▶ **What is being asked**
All the data should come back exactly as it was given.

Raw records:
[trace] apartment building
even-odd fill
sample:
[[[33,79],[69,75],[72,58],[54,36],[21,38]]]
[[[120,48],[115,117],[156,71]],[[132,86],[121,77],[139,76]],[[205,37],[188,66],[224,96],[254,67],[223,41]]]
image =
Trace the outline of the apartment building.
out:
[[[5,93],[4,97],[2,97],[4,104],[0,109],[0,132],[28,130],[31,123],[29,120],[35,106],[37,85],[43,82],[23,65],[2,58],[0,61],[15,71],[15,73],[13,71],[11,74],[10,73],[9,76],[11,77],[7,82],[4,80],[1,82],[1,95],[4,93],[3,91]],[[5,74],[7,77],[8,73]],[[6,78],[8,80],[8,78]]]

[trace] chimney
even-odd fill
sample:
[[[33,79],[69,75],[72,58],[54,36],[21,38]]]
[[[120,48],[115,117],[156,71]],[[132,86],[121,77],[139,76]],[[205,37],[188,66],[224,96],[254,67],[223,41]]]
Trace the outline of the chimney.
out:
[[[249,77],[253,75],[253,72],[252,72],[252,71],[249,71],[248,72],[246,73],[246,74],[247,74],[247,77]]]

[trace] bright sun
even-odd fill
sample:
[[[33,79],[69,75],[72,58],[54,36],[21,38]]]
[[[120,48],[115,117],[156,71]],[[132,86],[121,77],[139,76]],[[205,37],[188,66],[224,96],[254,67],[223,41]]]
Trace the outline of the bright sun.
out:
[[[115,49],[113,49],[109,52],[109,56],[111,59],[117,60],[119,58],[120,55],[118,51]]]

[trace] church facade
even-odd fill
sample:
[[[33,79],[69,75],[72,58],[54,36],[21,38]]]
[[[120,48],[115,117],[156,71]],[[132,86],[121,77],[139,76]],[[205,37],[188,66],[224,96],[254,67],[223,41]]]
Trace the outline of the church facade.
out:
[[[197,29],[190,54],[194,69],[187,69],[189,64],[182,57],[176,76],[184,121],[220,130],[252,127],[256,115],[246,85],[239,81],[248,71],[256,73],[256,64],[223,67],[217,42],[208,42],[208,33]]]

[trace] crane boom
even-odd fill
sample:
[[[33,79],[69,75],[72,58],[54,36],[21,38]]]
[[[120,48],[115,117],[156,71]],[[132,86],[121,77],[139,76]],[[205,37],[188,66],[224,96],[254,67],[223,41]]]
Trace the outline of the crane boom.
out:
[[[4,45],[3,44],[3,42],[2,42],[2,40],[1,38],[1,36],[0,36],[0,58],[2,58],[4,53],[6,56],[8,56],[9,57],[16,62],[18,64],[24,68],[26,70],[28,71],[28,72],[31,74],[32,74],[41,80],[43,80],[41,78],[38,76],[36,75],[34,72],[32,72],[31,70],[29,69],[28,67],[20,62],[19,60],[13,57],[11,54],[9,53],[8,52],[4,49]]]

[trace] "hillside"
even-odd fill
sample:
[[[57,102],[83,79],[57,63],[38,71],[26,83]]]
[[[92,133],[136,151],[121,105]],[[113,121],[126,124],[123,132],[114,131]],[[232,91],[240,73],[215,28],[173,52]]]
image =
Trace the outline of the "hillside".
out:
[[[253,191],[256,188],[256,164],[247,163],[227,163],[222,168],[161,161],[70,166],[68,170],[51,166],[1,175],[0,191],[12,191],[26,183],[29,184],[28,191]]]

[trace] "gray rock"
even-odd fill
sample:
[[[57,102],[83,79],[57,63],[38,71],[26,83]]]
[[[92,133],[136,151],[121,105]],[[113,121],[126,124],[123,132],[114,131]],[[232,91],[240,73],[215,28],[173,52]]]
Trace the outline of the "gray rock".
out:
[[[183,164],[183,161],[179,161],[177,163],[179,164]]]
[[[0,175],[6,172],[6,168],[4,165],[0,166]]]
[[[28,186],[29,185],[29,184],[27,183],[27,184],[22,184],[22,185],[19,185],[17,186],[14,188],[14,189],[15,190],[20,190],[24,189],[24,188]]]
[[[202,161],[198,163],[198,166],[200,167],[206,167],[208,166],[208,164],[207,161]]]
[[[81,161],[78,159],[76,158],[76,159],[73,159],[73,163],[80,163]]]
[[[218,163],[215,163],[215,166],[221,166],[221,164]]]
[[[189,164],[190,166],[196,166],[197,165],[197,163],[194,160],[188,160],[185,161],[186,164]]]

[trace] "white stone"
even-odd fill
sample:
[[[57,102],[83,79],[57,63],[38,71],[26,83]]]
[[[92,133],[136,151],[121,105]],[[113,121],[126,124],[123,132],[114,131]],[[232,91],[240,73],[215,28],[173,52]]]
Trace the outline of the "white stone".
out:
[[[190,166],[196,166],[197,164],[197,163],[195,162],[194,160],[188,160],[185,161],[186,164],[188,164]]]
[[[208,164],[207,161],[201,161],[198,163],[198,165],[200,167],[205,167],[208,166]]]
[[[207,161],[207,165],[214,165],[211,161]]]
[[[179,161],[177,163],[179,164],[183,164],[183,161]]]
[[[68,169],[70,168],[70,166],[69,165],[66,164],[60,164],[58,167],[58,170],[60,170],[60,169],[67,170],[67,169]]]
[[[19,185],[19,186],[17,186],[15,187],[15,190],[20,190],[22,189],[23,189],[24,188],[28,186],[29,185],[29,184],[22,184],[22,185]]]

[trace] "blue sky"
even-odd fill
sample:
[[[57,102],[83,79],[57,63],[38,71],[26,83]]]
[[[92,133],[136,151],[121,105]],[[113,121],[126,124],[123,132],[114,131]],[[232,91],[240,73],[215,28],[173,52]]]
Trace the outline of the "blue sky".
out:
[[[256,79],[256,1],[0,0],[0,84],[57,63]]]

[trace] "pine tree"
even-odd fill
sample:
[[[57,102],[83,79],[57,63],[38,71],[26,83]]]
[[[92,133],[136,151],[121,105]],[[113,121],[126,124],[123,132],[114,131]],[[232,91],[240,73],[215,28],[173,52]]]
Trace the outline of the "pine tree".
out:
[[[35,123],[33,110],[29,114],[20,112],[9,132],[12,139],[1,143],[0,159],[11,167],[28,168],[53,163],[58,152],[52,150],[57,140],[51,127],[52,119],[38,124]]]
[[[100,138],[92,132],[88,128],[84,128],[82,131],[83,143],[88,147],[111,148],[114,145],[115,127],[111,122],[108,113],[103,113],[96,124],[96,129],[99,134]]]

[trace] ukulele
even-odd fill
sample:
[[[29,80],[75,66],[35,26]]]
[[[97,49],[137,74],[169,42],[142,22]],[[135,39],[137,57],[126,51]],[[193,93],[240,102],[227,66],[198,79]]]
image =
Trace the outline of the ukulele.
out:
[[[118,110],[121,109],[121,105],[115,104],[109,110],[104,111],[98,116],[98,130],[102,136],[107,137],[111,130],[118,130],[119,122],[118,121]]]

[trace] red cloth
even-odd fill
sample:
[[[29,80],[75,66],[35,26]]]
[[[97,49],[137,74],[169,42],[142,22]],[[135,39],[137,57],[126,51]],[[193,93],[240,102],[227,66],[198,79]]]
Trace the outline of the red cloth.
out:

▶ **Exercise output**
[trace] apartment building
even-odd fill
sample:
[[[33,79],[69,75],[72,58],[54,36],[21,38]]]
[[[120,48],[115,117],[156,71]],[[132,86],[121,77],[139,76]],[[205,37],[188,66],[224,96],[254,67],[223,41]]]
image =
Trace the outline of the apartment building.
out:
[[[5,93],[4,97],[2,97],[4,104],[0,109],[0,132],[28,130],[31,123],[29,120],[35,106],[37,85],[43,82],[23,65],[2,58],[0,61],[15,71],[15,73],[13,71],[11,74],[10,73],[9,76],[11,77],[7,82],[4,80],[1,82],[1,95],[4,93],[3,91]],[[5,74],[7,77],[8,73]],[[6,78],[8,80],[8,78]]]

[trace] chimney
even-odd fill
sample:
[[[33,79],[69,75],[72,58],[54,36],[21,38]]]
[[[120,48],[115,117],[156,71]],[[132,86],[121,77],[139,76]],[[205,37],[188,66],[224,96],[254,67],[223,41]]]
Trace the outline of the chimney.
out:
[[[249,77],[253,75],[253,72],[252,72],[252,71],[249,71],[248,72],[246,73],[246,74],[247,74],[247,77]]]

[trace] bright sun
even-odd fill
sample:
[[[33,79],[69,75],[72,58],[54,36],[21,38]]]
[[[120,48],[115,117],[156,71]],[[132,86],[121,77],[139,76]],[[205,37],[188,66],[224,96],[254,67],[223,41]]]
Trace the outline of the bright sun.
out:
[[[115,49],[113,49],[109,52],[109,56],[111,59],[117,60],[119,58],[120,55],[118,51]]]

[trace] church facade
even-odd fill
sample:
[[[33,79],[69,75],[72,58],[54,36],[21,38]]]
[[[120,48],[115,117],[156,71]],[[132,86],[121,77],[139,76]],[[205,37],[188,66],[224,96],[254,67],[223,41]]]
Trace the outline of the church facade.
out:
[[[197,29],[190,54],[194,69],[187,69],[189,64],[182,57],[176,76],[184,121],[220,130],[252,127],[256,115],[246,85],[239,81],[248,71],[256,73],[256,64],[223,67],[217,42],[208,42],[208,33]]]

[trace] crane boom
even-odd fill
sample:
[[[33,79],[69,75],[72,58],[54,36],[21,38]]]
[[[120,48],[115,117],[156,71]],[[132,86],[121,77],[139,76]],[[205,37],[188,66],[224,96],[254,67],[223,41]]]
Trace the outline of the crane boom.
out:
[[[4,45],[3,44],[3,42],[2,42],[2,40],[1,38],[1,36],[0,36],[0,58],[2,58],[4,53],[6,56],[8,56],[9,57],[16,62],[18,64],[24,68],[26,70],[28,71],[28,72],[31,74],[32,74],[41,80],[43,80],[41,78],[38,76],[36,75],[34,72],[32,72],[31,70],[29,69],[28,67],[20,62],[19,60],[13,57],[11,54],[9,53],[8,52],[4,49]]]

[trace] "hillside"
even-odd fill
sample:
[[[57,102],[83,79],[57,63],[38,71],[26,83]]]
[[[92,133],[136,151],[121,105]],[[113,121],[126,124],[123,132],[114,131]],[[232,91],[240,73],[215,28],[173,52]]]
image =
Trace the outline of the "hillside".
out:
[[[253,191],[256,188],[256,164],[247,163],[227,163],[222,168],[161,161],[70,166],[68,170],[51,166],[1,175],[0,191],[12,191],[26,183],[29,184],[28,191]]]

[trace] "gray rock"
even-odd fill
sample:
[[[57,102],[83,79],[57,63],[38,71],[26,83]]]
[[[92,133],[136,151],[121,105]],[[113,121],[126,124],[123,132],[114,131]],[[232,91],[240,73],[215,28],[173,52]]]
Trace the outline of the "gray rock".
out:
[[[183,164],[183,161],[179,161],[177,163],[179,164]]]
[[[0,175],[6,172],[6,168],[4,165],[0,166]]]
[[[28,186],[29,185],[29,184],[27,183],[27,184],[22,184],[22,185],[19,185],[17,186],[14,188],[14,189],[15,190],[20,190],[24,189],[24,188]]]
[[[202,161],[198,163],[198,166],[200,167],[206,167],[208,166],[208,164],[207,161]]]
[[[81,161],[78,159],[76,158],[76,159],[73,159],[73,163],[80,163]]]
[[[218,163],[215,163],[215,166],[221,166],[221,164]]]
[[[189,164],[190,166],[196,166],[197,165],[197,163],[194,160],[188,160],[185,161],[186,164]]]

[trace] "white stone"
even-odd fill
sample:
[[[57,102],[83,79],[57,63],[38,71],[26,83]]]
[[[92,133],[136,151],[121,105]],[[113,121],[126,124],[123,132],[114,131]],[[232,91],[240,73],[215,28],[173,52]]]
Trace the outline of the "white stone".
out:
[[[190,166],[196,166],[197,164],[197,163],[195,162],[194,160],[188,160],[185,161],[186,164],[188,164]]]
[[[208,164],[207,161],[201,161],[198,163],[198,165],[200,167],[205,167],[208,166]]]
[[[207,161],[207,165],[214,165],[211,161]]]
[[[179,161],[177,163],[179,164],[183,164],[183,161]]]
[[[68,169],[70,168],[70,166],[69,165],[66,164],[60,164],[58,167],[58,170],[60,170],[60,169],[67,170],[67,169]]]
[[[19,185],[19,186],[17,186],[15,187],[15,190],[20,190],[22,189],[23,189],[24,188],[28,186],[29,185],[29,184],[22,184],[22,185]]]

[trace] "blue sky"
even-odd fill
sample:
[[[57,102],[83,79],[57,63],[38,71],[26,83]]]
[[[92,133],[136,151],[121,105]],[[113,121],[126,124],[123,132],[114,131]],[[232,91],[240,73],[215,28],[173,52]]]
Trace the outline of the "blue sky".
out:
[[[256,79],[256,1],[0,0],[0,84],[57,63]]]

[trace] "pine tree"
even-odd fill
sample:
[[[57,102],[83,79],[57,63],[38,71],[26,83]]]
[[[92,133],[136,151],[121,105]],[[113,121],[126,124],[123,132],[114,131]],[[232,91],[240,73],[215,28],[173,52]]]
Trace the outline of the "pine tree".
out:
[[[35,123],[33,110],[29,114],[20,112],[9,132],[12,139],[1,143],[0,159],[11,167],[28,168],[53,163],[58,152],[52,150],[57,140],[51,127],[52,119],[38,124]]]
[[[100,138],[92,132],[88,128],[84,128],[82,131],[83,143],[88,147],[111,148],[114,145],[115,127],[111,122],[108,113],[103,113],[96,124],[96,129],[99,134]]]

[trace] ukulele
even-odd fill
sample:
[[[29,80],[75,66],[35,26]]]
[[[97,49],[137,74],[169,42],[142,22]],[[135,39],[137,57],[126,51]],[[193,93],[240,102],[227,66],[198,79]]]
image =
Trace the outline of the ukulele.
out:
[[[118,110],[121,109],[121,105],[115,104],[109,110],[104,111],[98,116],[98,130],[102,136],[107,137],[111,130],[118,130],[119,122],[118,121]]]

[trace] red cloth
even-odd fill
sample:
[[[29,80],[75,66],[35,26]]]
[[[97,49],[137,74],[169,42],[142,22]],[[135,39],[137,57],[126,51]],[[193,93],[240,102],[227,66],[198,79]]]
Trace the outline of the red cloth.
out:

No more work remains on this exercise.